### [What to work on]
Copy out the lines among the items below verbatim, starting at the line with "Where can the white bifold" and ending at the line with "point(560, 205)", both included.

Records from a data collection:
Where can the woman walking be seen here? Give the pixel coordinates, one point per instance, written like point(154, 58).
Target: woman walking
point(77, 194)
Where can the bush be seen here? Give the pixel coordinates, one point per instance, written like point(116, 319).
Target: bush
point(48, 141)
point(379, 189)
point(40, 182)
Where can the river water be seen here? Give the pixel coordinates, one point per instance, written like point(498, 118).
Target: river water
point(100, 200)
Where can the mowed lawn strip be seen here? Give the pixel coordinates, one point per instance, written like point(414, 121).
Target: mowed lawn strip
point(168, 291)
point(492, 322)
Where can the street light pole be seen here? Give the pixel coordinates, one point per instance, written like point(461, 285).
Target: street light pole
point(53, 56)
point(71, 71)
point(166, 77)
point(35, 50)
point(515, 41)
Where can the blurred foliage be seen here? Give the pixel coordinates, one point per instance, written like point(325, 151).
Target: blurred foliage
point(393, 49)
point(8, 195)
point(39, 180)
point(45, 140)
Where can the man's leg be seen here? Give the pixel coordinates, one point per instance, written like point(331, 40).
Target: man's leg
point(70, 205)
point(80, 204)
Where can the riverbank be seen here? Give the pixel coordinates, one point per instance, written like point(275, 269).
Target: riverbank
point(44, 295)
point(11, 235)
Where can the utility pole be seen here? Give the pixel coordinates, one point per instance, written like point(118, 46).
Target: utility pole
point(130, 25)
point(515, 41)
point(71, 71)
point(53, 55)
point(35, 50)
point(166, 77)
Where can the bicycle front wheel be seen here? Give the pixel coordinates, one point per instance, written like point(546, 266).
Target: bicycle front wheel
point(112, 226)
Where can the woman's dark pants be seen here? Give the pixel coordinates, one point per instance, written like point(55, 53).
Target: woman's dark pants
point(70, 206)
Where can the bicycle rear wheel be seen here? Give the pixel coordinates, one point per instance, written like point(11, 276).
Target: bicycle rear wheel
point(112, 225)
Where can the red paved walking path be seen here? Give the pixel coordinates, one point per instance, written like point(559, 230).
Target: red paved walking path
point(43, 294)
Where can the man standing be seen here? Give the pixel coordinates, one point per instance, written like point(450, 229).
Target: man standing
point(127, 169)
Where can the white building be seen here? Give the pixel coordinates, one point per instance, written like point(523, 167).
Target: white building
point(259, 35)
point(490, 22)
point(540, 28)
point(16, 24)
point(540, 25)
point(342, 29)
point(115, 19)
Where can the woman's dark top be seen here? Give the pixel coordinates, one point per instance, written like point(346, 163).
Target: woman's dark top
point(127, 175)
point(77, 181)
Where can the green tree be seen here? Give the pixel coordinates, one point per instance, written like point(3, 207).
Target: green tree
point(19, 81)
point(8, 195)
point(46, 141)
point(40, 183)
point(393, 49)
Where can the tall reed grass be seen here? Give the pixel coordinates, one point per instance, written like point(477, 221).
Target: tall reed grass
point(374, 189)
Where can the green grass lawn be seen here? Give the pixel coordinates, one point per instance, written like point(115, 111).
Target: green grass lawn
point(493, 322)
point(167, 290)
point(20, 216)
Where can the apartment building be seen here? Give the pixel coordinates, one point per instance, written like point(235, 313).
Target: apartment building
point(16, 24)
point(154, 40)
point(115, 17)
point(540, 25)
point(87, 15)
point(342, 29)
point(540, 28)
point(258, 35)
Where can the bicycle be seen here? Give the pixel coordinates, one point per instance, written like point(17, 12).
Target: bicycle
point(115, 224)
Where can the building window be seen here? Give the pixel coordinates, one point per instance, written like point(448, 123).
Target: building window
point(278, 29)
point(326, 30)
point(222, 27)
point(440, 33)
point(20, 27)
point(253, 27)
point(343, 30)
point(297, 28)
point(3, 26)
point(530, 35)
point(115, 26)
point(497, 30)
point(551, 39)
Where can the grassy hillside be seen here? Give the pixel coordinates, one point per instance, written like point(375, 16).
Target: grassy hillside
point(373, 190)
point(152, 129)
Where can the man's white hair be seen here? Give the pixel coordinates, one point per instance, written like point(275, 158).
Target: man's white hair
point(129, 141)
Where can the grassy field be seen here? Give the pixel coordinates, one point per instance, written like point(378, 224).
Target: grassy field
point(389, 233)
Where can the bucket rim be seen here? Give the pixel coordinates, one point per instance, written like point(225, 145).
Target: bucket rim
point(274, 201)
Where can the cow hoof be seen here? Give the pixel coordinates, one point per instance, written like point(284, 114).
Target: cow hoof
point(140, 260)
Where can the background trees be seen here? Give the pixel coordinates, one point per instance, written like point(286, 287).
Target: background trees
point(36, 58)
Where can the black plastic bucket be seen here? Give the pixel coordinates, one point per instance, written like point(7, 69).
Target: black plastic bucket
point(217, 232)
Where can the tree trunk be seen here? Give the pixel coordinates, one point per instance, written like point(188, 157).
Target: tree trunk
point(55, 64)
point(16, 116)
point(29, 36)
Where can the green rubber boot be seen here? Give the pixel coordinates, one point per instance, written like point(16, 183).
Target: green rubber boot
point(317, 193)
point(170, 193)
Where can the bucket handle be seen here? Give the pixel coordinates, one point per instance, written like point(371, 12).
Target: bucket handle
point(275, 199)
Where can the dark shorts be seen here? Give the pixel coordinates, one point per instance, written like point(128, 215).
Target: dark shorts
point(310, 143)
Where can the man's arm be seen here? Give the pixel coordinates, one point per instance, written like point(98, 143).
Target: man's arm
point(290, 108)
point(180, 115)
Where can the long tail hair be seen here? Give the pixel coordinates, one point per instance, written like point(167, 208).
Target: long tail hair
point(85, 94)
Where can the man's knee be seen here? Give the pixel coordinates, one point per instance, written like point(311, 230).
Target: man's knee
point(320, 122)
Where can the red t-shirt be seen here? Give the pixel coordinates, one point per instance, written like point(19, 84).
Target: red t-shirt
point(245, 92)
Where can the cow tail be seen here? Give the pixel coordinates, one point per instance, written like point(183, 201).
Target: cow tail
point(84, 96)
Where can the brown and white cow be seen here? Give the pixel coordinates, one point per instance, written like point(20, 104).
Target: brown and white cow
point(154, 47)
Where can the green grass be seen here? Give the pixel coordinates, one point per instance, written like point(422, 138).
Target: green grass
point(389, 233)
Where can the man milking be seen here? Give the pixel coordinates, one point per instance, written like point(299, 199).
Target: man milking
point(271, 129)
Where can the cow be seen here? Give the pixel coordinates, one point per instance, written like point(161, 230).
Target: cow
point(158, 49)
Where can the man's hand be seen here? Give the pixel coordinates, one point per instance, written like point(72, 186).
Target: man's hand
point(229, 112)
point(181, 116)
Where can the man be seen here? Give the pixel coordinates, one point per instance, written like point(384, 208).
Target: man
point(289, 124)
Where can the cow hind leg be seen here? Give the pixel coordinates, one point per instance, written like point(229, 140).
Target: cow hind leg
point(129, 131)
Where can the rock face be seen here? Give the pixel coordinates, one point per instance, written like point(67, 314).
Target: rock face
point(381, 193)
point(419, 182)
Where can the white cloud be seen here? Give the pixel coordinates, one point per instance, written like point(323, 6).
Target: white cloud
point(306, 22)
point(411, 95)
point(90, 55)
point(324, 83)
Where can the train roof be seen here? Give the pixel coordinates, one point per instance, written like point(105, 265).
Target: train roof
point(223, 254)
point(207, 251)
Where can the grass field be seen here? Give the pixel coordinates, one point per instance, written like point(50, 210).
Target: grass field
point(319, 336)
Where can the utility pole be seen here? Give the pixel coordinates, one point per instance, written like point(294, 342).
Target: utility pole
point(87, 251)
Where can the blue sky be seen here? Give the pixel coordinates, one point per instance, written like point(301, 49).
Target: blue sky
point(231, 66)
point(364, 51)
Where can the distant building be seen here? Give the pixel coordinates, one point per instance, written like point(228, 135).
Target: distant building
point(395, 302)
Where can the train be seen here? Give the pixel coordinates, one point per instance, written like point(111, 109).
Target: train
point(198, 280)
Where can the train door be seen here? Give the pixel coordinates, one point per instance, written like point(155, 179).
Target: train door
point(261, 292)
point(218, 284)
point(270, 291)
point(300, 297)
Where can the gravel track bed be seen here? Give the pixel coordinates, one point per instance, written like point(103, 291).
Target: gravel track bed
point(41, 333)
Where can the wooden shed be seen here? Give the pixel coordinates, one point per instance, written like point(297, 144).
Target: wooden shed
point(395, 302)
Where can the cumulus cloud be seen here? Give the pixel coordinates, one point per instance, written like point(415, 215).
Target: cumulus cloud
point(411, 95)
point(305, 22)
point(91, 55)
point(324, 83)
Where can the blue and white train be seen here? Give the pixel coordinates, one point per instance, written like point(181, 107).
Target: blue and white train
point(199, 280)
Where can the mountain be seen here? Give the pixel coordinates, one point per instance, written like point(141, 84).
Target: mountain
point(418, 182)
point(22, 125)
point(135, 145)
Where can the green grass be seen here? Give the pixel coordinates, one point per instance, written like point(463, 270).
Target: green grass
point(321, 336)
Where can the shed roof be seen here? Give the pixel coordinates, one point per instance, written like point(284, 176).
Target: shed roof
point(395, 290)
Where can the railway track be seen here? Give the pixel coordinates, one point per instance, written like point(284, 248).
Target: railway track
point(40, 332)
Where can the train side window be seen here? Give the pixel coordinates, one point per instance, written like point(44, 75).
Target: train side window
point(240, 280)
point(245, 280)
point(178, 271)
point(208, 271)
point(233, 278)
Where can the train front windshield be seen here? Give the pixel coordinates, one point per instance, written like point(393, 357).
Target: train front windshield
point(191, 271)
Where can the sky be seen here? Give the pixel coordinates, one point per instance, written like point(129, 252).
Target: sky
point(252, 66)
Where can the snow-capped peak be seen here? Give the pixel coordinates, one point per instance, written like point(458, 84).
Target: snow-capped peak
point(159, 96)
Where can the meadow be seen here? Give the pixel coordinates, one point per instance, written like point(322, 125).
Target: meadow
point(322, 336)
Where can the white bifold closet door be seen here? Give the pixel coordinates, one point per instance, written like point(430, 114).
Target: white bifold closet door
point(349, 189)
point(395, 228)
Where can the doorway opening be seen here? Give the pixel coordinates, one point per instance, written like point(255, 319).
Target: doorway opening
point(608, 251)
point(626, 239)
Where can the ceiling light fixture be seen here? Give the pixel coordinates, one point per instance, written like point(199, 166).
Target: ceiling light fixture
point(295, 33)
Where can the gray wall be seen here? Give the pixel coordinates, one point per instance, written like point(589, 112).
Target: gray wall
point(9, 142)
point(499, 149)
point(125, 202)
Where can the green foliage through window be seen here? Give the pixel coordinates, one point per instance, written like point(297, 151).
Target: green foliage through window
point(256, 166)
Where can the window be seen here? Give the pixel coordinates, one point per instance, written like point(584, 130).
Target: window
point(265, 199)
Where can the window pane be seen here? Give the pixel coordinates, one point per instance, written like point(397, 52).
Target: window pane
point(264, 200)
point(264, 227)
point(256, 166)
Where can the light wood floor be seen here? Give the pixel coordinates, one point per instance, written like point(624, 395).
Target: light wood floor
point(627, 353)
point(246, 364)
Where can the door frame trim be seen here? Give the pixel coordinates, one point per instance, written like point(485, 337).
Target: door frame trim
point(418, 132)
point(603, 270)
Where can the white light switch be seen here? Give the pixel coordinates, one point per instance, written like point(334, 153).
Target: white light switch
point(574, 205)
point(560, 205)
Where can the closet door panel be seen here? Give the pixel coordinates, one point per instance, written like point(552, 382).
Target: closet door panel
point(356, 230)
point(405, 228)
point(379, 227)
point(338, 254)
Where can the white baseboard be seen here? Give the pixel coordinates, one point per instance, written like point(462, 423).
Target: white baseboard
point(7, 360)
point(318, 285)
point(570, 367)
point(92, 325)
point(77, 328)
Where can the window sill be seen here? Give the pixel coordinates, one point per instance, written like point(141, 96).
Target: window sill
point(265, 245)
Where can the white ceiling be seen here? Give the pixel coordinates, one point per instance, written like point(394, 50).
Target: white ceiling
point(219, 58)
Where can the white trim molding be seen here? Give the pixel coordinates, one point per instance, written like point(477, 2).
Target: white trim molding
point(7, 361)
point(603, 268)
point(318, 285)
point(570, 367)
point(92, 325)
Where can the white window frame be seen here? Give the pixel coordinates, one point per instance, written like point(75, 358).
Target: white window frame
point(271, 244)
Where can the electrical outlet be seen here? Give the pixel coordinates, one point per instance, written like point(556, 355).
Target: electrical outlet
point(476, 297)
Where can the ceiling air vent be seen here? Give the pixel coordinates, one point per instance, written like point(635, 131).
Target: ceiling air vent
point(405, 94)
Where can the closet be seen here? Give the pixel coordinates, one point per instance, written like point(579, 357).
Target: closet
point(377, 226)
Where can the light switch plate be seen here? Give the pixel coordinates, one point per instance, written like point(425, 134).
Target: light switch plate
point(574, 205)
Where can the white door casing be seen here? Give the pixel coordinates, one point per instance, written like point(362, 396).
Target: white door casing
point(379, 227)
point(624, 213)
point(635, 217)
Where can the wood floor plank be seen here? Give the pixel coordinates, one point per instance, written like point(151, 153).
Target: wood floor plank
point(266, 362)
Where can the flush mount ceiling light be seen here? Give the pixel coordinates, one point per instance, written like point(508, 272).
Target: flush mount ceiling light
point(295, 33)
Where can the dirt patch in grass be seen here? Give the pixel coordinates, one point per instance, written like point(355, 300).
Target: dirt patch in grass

### [Written answer]
Where can the white bifold closet door be seen here? Give the pixel coordinates, one point per instance, written like point(430, 114).
Target: white bifold closet door
point(349, 189)
point(395, 228)
Where can the doorway opening be seen here? Give the pixel coordinates, one point per instance, written like point(255, 319).
Target: doorway opening
point(608, 251)
point(626, 239)
Where can the ceiling light fixture be seen here? Give the pixel coordinates, one point per instance, written like point(199, 166).
Target: ceiling light fixture
point(295, 33)
Where can the gray wall be seen here? Give the pixel coordinates, one point per instance, written like point(589, 112).
Target: gray wall
point(9, 142)
point(499, 149)
point(125, 202)
Where can the green foliage through window be seen here? Give the pixel coordinates, one point per instance, written like point(297, 151).
Target: green foliage through window
point(256, 166)
Where can the window be seen here? Give the pixel coordinates, one point per instance, written like point(584, 130).
Target: window
point(265, 199)
Where can the window pane be seen here? Give the pixel coordinates, one point per instance, written like point(397, 52).
Target: window pane
point(264, 200)
point(264, 227)
point(256, 166)
Where can the light wood floor be seen here? Give the pixel coordinates, one point per instance, written like point(624, 395).
Target: light wood floor
point(627, 353)
point(246, 364)
Where can the door frame trim be seen here? Give the pixel coordinates, one point per instance, written like point(485, 337).
Target: door frame trim
point(418, 132)
point(603, 270)
Where can the white light switch be seen here? Give the pixel coordinates, one point per instance, written like point(334, 153).
Target: white light switch
point(574, 205)
point(560, 205)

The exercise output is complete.